# Exercise details:
A faithful transcription of all the records is required.

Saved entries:

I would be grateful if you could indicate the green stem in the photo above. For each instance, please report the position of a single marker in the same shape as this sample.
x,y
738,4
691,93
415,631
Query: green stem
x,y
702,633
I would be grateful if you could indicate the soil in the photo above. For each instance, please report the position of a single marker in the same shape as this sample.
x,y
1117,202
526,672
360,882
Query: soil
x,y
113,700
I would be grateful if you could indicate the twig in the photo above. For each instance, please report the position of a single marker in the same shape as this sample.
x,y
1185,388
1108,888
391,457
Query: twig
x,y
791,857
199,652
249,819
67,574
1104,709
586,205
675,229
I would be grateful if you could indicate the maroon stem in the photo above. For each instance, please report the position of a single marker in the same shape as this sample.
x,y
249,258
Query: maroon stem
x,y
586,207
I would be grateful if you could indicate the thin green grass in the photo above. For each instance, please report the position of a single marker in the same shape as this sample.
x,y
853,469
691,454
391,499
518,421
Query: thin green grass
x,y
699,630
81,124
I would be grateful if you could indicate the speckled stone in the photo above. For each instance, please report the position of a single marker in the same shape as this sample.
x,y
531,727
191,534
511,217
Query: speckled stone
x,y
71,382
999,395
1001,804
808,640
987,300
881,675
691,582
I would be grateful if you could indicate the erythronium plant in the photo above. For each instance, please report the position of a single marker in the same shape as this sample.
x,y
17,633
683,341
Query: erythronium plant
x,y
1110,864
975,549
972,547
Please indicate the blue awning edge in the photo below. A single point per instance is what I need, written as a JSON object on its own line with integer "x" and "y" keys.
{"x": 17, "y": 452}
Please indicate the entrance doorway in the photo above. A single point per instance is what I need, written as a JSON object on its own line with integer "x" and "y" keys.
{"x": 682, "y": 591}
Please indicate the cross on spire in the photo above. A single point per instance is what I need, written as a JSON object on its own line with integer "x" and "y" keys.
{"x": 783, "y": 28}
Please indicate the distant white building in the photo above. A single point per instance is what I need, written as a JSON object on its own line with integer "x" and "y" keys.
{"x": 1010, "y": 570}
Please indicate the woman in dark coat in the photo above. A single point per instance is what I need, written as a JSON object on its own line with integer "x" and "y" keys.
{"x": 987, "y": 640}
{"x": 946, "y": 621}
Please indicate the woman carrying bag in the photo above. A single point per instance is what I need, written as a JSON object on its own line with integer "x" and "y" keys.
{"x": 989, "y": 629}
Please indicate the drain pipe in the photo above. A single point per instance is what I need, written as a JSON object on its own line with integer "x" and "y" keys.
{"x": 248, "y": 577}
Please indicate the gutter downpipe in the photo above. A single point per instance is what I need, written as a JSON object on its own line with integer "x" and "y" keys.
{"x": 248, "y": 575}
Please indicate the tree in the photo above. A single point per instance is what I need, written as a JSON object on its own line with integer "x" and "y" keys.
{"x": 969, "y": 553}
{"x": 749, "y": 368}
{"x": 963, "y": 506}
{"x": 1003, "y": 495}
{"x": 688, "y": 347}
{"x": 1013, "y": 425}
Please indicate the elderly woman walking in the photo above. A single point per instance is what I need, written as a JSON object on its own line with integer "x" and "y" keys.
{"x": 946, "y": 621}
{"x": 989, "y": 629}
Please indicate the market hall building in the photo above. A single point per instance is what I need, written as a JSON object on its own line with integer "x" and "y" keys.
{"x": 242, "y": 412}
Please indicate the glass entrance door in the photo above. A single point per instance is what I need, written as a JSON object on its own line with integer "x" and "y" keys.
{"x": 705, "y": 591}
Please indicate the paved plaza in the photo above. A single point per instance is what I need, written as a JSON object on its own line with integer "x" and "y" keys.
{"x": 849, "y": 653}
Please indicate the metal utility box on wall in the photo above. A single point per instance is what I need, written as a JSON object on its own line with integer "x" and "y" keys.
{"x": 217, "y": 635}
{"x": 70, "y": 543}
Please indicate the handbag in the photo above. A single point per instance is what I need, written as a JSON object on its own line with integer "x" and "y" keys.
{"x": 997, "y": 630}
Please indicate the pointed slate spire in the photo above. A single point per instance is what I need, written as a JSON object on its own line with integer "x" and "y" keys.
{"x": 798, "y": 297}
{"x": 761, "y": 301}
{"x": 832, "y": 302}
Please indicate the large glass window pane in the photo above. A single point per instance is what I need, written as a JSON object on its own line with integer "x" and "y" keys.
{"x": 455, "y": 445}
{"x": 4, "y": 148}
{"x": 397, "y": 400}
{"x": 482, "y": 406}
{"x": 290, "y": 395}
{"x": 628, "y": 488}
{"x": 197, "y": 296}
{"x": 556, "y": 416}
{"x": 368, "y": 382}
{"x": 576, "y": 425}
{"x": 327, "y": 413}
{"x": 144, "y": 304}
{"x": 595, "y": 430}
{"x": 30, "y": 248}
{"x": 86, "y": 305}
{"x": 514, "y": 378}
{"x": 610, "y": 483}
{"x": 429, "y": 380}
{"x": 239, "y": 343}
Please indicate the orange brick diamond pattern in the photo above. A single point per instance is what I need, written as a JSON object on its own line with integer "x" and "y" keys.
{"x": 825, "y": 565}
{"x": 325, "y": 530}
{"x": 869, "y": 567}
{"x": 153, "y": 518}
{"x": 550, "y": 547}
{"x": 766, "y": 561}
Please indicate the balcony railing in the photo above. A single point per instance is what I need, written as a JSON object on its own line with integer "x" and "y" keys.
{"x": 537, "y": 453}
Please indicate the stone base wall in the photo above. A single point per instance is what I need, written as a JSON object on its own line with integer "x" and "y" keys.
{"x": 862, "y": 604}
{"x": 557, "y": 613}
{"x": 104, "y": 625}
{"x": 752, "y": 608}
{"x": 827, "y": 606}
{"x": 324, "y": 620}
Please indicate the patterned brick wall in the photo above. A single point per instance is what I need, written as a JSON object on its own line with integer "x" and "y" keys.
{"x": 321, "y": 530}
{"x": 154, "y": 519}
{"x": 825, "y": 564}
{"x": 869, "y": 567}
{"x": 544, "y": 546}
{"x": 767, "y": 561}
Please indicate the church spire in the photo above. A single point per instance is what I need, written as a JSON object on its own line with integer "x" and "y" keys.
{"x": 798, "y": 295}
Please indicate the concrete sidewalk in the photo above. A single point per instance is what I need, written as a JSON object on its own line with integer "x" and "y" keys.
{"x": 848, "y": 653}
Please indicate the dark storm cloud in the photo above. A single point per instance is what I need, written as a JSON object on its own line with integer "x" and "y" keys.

# Answer to this task:
I would be grateful if you could indicate the green stem in the photo above. For each instance, please report the position of a single marker in the same shape as this sample.
x,y
738,4
691,93
415,631
Query: green stem
x,y
702,633
I would be grateful if you could indicate the soil in the photo above. For each instance, please report the position of a single marker in the same shape as this sample.
x,y
1117,202
526,672
360,882
Query: soil
x,y
113,700
I would be grateful if you could indicate the twig in the photo above. For each instance, please report the position of a single marker in the same shape as this sample.
x,y
1185,388
1108,888
391,457
Query: twig
x,y
791,857
199,652
249,819
67,574
1104,709
586,205
675,229
I would be grateful if you could indicate the maroon stem in the photo above. For each instance, please report the position of a single marker in the same shape as this sample.
x,y
249,258
Query: maroon stem
x,y
586,207
I would be grateful if you could indicate the thin green grass in the photo above. For each instance, please report the position of a single marker in the same shape as this sample.
x,y
853,469
691,454
391,499
518,421
Query: thin green grass
x,y
699,630
81,124
I would be grateful if you could indicate the speckled stone in the photo above. For each instance, please report the position of a single marker in the same shape as this sample.
x,y
531,727
191,534
511,217
Query: speckled stone
x,y
71,382
999,395
1001,804
808,640
987,300
881,675
691,582
I would be grateful if you could indicate the erythronium plant in the photo above. For each instance, please report the position of a single marker in the same shape as this sample.
x,y
17,633
683,341
Query: erythronium plant
x,y
1110,864
975,549
972,547
Please indicate the blue awning edge in the photo below. A single point per instance is what I need, written as a JSON object on its own line with integer "x" and "y" keys.
{"x": 17, "y": 452}
Please indicate the entrance doorway in the photo above. A single point per instance is what I need, written as a JSON object on its own line with integer "x" and "y" keys.
{"x": 682, "y": 591}
Please indicate the cross on spire in the photo above. A single point per instance is what I need, written as a JSON object on its own line with integer "x" and "y" keys.
{"x": 783, "y": 28}
Please indicate the distant white building in the photo above. A single point per instance is what I need, written as a JSON object on its own line with integer "x" and "y" keys.
{"x": 1010, "y": 570}
Please indicate the woman in dark coat in the photo above. A single point per instance is what I need, written as a JSON object on its own line with integer "x" and "y" keys.
{"x": 987, "y": 640}
{"x": 946, "y": 621}
Please indicate the woman carrying bag in the photo above. A single point per instance is what I need, written as a JSON object on its own line with integer "x" and "y" keys.
{"x": 989, "y": 629}
Please indicate the drain pipe in the photo above. A single point per instance is what I need, written as a JSON object on its own line with integer "x" and "y" keys.
{"x": 248, "y": 577}
Please indicate the gutter downpipe in the photo above. A single point per instance is what I need, written as a JSON object on its own line with integer "x" and "y" keys.
{"x": 248, "y": 575}
Please indicate the tree in the photo above. A single point per instance is what I need, written as a JSON object on its own line with integer "x" and "y" keys.
{"x": 969, "y": 553}
{"x": 749, "y": 368}
{"x": 963, "y": 506}
{"x": 1003, "y": 495}
{"x": 688, "y": 347}
{"x": 1013, "y": 425}
Please indicate the elderly woman walking in the photo above. A single point per instance is what I need, written as a JSON object on its own line with integer "x" and "y" keys.
{"x": 946, "y": 621}
{"x": 989, "y": 629}
Please indicate the market hall building in the photo above. A single point per instance is what I need, written as a JSON object on its own line with integer "x" and "y" keys.
{"x": 242, "y": 412}
Please indicate the glass entrance door in the photo above. A single point per instance is what I need, written as a JSON object on its own line with integer "x" and "y" keys.
{"x": 705, "y": 591}
Please indicate the paved plaza in the photo above. A single point per instance is what I need, written as a JSON object on its own line with integer "x" and "y" keys.
{"x": 849, "y": 653}
Please indicate the metal utility box on wall in the photo above. A single point per instance is what I need, written as a JSON object on its own line with integer "x" and "y" keys.
{"x": 217, "y": 635}
{"x": 70, "y": 543}
Please indicate the handbag in the photo above. A single point per instance is what I need, written as a JSON object on its own line with integer "x" and "y" keys.
{"x": 997, "y": 630}
Please indicate the pointed slate spire in the photo above. A single point per instance is what I need, written as a JSON object on its own line with integer "x" and "y" keys.
{"x": 798, "y": 297}
{"x": 761, "y": 301}
{"x": 832, "y": 302}
Please indicate the large glass window pane in the photo above. A single point per instance is what I need, written as a JSON object on its own line with integer "x" and "y" keys.
{"x": 455, "y": 445}
{"x": 4, "y": 148}
{"x": 397, "y": 400}
{"x": 482, "y": 406}
{"x": 290, "y": 395}
{"x": 628, "y": 488}
{"x": 197, "y": 296}
{"x": 556, "y": 416}
{"x": 368, "y": 382}
{"x": 576, "y": 425}
{"x": 327, "y": 413}
{"x": 144, "y": 304}
{"x": 595, "y": 430}
{"x": 30, "y": 248}
{"x": 86, "y": 305}
{"x": 514, "y": 378}
{"x": 610, "y": 483}
{"x": 429, "y": 380}
{"x": 239, "y": 343}
Please indicate the orange brick diamond pattern in the photo above. A single point per instance is what I need, written as a JSON object on its own line with integer "x" and "y" keys.
{"x": 825, "y": 565}
{"x": 325, "y": 530}
{"x": 869, "y": 567}
{"x": 153, "y": 518}
{"x": 550, "y": 547}
{"x": 766, "y": 561}
Please indicate the balcony railing in the photo above. A single point per instance is what I need, written as a JSON object on its own line with integer "x" and "y" keys.
{"x": 537, "y": 453}
Please indicate the stone base wall in the photo above. A single point per instance is what I need, written as a JSON object on its own line with integer "x" and "y" keys.
{"x": 862, "y": 604}
{"x": 557, "y": 613}
{"x": 104, "y": 625}
{"x": 752, "y": 608}
{"x": 827, "y": 606}
{"x": 324, "y": 620}
Please indicate the patterned brick wall in the photo above. A single point per instance is what I need, written as a JSON object on its own line with integer "x" and "y" keys.
{"x": 321, "y": 530}
{"x": 154, "y": 519}
{"x": 825, "y": 564}
{"x": 869, "y": 567}
{"x": 544, "y": 546}
{"x": 767, "y": 561}
Please indicate the church spire in the photo above. A single point per instance is what I need, written as a JSON object on its own line with integer "x" and "y" keys.
{"x": 798, "y": 295}
Please indicate the concrete sidewalk in the photo above. A single point per instance is what I need, written as a JSON object on its own line with integer "x" and "y" keys.
{"x": 848, "y": 653}
Please indicate the dark storm cloud in the photo above. A single point per instance is what I need, written as a JSON object on its own line with integer "x" and "y" keys.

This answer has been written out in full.